**Aim of the task**
Filter the records below, keeping every line that contains the string "blue". Matching is case-sensitive.

(Data records)
-----

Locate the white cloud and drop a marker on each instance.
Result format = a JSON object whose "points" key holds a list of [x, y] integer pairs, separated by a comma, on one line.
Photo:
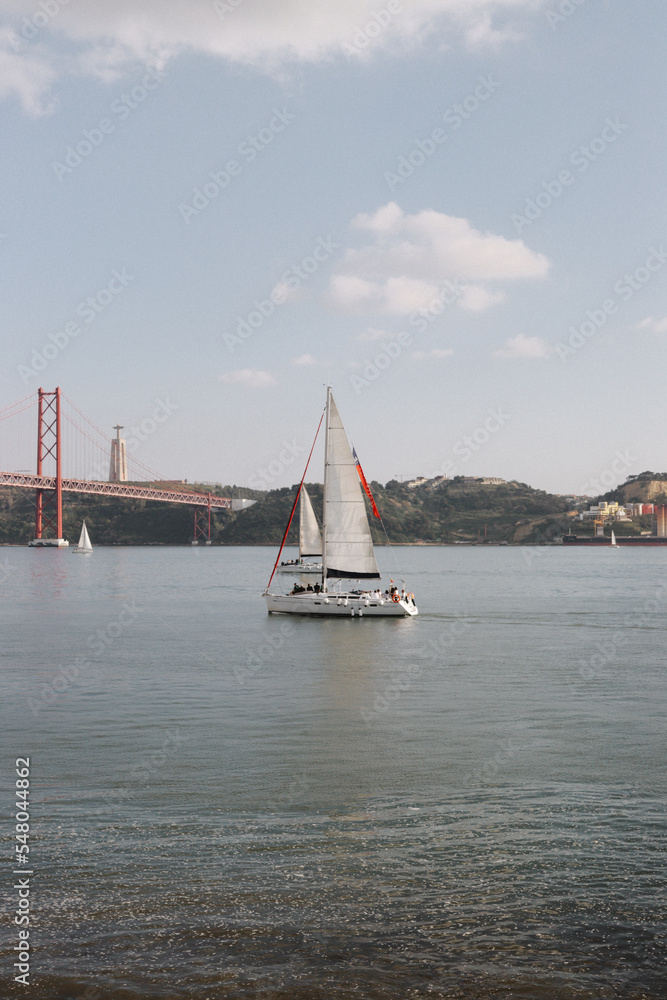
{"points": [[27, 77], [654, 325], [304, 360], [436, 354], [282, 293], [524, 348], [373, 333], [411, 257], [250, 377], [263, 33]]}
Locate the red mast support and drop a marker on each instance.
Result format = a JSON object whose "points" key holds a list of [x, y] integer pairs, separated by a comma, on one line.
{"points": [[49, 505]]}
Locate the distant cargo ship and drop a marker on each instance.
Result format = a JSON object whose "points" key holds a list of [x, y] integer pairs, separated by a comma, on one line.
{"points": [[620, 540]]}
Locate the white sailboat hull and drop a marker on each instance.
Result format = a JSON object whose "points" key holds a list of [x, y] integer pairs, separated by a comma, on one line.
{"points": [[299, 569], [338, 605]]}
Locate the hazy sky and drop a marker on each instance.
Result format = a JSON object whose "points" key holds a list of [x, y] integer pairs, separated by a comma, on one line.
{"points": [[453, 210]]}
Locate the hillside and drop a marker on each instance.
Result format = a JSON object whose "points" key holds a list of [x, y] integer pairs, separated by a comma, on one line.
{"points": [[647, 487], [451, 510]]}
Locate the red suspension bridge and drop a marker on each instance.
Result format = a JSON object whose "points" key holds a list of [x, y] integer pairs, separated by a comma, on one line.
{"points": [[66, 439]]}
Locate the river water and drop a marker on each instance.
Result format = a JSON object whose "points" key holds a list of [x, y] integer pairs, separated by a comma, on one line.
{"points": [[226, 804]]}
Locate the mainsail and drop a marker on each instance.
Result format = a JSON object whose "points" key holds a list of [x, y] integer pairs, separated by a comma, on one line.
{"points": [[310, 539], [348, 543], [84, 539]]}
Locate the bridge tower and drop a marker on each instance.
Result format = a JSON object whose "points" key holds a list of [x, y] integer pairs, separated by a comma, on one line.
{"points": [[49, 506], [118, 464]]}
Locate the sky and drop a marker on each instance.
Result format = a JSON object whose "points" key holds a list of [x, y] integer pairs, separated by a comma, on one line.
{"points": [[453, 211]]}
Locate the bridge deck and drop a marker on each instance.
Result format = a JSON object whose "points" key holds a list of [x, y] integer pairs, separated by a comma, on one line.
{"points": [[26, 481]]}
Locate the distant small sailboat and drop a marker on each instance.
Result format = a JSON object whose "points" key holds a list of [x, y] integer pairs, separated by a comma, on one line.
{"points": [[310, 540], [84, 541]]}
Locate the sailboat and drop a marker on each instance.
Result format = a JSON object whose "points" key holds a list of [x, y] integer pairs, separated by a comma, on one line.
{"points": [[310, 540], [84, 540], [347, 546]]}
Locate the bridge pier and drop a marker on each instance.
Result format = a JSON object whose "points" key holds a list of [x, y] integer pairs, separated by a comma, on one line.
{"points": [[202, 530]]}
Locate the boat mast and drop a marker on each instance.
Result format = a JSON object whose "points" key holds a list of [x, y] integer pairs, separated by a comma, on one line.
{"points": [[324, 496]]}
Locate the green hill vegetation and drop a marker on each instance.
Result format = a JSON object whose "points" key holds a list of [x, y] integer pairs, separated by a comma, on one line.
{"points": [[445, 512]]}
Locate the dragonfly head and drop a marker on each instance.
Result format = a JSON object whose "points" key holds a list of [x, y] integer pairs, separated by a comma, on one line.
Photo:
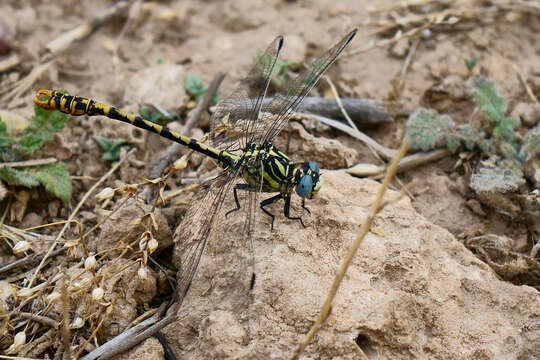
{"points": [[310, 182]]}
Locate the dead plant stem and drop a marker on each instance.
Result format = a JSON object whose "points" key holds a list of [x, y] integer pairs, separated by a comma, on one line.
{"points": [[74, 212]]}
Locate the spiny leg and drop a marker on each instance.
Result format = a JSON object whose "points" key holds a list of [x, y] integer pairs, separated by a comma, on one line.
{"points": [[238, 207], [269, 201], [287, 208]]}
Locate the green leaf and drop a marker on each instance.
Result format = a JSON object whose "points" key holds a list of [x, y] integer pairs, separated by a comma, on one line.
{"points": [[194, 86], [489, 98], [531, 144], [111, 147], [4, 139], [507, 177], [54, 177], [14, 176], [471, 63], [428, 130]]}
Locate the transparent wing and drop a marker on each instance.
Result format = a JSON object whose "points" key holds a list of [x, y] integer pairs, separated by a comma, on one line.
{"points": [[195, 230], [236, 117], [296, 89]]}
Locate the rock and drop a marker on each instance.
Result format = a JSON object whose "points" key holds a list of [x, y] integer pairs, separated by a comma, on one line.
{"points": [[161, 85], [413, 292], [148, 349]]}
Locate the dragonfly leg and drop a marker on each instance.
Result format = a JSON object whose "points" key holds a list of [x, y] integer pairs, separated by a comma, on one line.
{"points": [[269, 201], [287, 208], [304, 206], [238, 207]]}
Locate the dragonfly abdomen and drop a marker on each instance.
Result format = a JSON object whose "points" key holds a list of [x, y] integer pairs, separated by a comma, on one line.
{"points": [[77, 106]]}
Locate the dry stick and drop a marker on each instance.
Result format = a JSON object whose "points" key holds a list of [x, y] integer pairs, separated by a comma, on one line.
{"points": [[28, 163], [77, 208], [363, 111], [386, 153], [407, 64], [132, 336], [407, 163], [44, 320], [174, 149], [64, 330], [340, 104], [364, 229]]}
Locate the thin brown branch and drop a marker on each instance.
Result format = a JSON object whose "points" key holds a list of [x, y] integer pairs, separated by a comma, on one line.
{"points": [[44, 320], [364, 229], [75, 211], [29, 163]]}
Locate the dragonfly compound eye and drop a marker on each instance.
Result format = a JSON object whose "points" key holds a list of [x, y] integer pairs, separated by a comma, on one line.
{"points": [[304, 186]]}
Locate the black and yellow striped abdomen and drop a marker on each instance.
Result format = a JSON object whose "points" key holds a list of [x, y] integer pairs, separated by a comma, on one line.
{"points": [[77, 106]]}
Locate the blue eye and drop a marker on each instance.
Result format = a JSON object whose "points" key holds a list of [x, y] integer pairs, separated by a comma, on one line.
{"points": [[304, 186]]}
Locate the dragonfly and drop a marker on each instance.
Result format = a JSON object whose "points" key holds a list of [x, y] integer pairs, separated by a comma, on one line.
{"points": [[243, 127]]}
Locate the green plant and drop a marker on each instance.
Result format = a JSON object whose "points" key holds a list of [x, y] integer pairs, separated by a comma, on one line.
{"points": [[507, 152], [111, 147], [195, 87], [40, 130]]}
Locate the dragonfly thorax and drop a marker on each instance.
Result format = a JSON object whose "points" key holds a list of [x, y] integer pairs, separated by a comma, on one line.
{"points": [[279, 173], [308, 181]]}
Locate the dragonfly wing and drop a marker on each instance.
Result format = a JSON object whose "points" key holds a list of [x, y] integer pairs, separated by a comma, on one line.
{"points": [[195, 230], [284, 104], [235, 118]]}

-----

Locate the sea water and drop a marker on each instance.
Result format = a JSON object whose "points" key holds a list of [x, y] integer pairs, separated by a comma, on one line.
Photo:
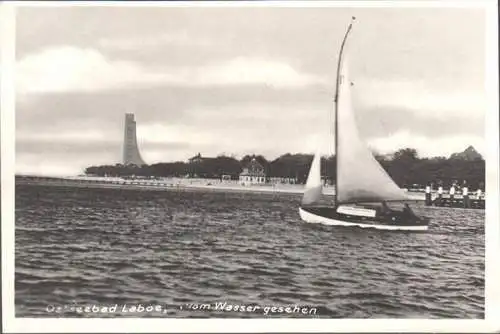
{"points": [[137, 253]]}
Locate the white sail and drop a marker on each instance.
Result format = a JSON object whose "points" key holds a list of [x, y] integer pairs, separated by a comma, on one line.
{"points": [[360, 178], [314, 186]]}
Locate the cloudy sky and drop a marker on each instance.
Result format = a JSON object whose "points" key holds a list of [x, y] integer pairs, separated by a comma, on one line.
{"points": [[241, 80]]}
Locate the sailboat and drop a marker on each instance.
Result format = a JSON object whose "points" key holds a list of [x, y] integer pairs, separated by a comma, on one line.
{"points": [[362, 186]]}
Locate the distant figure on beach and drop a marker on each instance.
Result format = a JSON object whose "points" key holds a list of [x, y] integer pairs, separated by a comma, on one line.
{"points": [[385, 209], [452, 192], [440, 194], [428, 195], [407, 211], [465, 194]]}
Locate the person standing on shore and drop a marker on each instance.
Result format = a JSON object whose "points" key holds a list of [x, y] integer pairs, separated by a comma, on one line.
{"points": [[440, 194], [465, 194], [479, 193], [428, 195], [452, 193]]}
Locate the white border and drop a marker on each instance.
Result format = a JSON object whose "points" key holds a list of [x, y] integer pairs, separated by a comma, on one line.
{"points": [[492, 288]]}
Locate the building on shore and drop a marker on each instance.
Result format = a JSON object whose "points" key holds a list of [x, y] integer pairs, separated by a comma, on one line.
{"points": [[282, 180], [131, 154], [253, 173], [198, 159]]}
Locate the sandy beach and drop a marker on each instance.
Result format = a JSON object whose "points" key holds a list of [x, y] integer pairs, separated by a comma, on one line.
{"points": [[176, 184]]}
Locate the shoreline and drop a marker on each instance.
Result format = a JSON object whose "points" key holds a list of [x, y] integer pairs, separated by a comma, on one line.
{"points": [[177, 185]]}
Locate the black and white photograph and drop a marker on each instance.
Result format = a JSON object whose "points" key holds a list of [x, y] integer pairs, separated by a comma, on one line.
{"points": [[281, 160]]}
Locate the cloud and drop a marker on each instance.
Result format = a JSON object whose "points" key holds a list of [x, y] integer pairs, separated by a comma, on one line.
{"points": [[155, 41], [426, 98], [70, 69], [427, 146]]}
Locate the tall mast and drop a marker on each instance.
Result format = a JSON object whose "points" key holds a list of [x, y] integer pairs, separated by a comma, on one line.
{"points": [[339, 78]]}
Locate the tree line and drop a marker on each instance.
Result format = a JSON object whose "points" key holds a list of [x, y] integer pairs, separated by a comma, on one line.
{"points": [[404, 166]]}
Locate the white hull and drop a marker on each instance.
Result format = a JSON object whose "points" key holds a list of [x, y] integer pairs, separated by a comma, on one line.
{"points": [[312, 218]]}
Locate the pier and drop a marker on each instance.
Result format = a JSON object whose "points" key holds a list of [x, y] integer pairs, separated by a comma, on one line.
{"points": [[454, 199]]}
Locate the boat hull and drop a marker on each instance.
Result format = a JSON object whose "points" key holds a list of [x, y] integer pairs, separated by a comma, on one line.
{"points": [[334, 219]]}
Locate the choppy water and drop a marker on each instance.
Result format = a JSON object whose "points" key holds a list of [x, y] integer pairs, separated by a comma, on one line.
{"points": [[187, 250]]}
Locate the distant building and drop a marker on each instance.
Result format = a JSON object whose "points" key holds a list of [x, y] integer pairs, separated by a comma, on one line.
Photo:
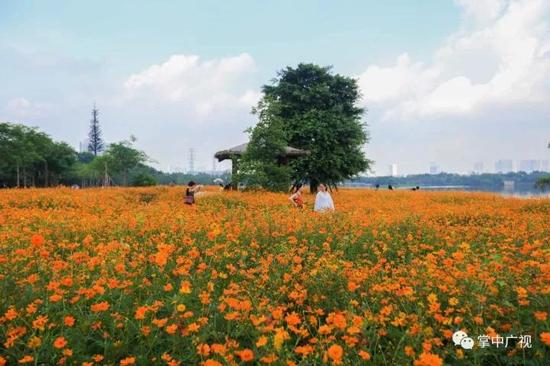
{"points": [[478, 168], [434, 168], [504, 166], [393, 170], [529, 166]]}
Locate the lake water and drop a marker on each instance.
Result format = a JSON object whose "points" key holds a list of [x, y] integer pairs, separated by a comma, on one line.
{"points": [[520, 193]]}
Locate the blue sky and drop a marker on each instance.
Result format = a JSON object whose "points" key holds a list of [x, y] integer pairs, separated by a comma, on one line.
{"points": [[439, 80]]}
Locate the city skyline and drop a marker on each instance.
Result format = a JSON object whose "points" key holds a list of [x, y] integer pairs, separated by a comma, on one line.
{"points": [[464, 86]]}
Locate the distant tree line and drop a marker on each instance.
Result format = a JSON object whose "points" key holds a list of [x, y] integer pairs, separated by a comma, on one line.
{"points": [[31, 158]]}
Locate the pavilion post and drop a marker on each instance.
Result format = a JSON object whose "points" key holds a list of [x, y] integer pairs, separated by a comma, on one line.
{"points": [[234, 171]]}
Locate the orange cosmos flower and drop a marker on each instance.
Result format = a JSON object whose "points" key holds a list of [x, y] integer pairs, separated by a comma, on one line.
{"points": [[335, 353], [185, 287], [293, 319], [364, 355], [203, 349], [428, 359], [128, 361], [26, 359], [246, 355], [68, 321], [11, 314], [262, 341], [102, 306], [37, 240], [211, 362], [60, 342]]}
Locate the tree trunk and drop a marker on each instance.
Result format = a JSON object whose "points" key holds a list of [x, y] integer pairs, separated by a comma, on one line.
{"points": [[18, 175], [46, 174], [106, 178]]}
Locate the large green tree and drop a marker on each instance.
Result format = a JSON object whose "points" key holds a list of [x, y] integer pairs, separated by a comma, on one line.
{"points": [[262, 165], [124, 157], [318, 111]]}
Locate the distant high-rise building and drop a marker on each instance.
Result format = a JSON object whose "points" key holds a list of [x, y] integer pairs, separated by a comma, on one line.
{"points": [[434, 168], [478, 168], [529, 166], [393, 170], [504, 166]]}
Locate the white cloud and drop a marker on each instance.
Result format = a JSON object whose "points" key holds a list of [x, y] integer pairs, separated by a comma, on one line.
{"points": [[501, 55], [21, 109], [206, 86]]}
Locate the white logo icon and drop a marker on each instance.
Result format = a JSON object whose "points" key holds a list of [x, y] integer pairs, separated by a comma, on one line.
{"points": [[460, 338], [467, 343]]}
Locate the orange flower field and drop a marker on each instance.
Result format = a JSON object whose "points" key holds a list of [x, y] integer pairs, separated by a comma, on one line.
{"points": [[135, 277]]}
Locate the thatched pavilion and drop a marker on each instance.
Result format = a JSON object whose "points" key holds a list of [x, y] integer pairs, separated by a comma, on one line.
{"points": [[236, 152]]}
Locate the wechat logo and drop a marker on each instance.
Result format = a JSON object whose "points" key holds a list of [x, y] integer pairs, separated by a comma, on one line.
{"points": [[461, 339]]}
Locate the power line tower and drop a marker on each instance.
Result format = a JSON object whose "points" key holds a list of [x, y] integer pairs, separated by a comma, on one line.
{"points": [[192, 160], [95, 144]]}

-----

**Written response**
Locate the blue eye and drop a marker on each instance.
Locate the blue sky and drop a marker on each instance.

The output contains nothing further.